=== WHAT THE TASK REQUIRES ===
Report back every line in the data that includes the string "above".

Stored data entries
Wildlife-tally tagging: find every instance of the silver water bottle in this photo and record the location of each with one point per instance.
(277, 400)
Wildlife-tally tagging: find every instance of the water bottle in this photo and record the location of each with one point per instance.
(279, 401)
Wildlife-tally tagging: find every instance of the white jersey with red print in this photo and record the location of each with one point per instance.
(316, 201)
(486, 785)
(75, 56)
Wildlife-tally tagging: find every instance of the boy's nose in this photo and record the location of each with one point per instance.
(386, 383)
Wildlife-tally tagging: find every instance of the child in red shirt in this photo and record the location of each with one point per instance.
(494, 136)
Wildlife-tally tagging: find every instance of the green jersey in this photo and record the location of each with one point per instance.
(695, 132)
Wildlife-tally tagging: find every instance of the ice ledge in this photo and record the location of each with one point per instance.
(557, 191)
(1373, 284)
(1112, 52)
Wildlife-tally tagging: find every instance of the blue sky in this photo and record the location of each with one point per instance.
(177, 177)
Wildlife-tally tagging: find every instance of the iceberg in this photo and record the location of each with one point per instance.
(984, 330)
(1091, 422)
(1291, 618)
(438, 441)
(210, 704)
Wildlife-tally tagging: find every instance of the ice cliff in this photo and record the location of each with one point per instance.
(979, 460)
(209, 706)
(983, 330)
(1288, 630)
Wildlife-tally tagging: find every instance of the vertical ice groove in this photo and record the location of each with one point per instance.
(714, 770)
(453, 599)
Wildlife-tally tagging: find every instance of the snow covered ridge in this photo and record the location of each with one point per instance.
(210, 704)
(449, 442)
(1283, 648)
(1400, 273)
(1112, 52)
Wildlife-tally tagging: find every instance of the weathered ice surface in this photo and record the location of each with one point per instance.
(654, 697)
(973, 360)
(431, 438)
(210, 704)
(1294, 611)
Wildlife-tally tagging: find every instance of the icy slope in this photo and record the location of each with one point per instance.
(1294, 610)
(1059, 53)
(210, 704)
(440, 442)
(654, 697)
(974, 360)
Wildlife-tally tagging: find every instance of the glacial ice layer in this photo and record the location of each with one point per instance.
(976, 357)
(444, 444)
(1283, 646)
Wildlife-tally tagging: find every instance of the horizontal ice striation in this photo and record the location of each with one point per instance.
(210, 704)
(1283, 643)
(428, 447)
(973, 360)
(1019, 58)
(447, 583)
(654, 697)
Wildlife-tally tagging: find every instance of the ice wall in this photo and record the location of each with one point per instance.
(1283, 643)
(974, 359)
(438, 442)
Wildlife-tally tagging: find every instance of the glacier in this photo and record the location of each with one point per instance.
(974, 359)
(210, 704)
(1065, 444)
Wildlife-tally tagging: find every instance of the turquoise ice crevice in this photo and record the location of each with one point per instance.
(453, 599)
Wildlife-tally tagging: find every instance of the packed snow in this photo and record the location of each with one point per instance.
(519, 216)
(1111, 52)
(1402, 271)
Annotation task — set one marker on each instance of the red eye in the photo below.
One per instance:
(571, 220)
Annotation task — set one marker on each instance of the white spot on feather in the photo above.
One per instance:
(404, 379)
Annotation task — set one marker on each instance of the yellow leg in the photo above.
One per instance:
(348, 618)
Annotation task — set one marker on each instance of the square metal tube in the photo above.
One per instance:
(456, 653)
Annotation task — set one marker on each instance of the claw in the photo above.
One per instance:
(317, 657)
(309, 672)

=== SOLVED EXERCISE ===
Annotation task — set one marker on each instance of the white spot on feather in the photo above.
Annotation task — set one marker on each instance of the yellow leg in the photo above.
Annotation task — set one marker on each instance of the square metal tube in the photo above.
Annotation task — set one marker on each instance of the claw in the photo above.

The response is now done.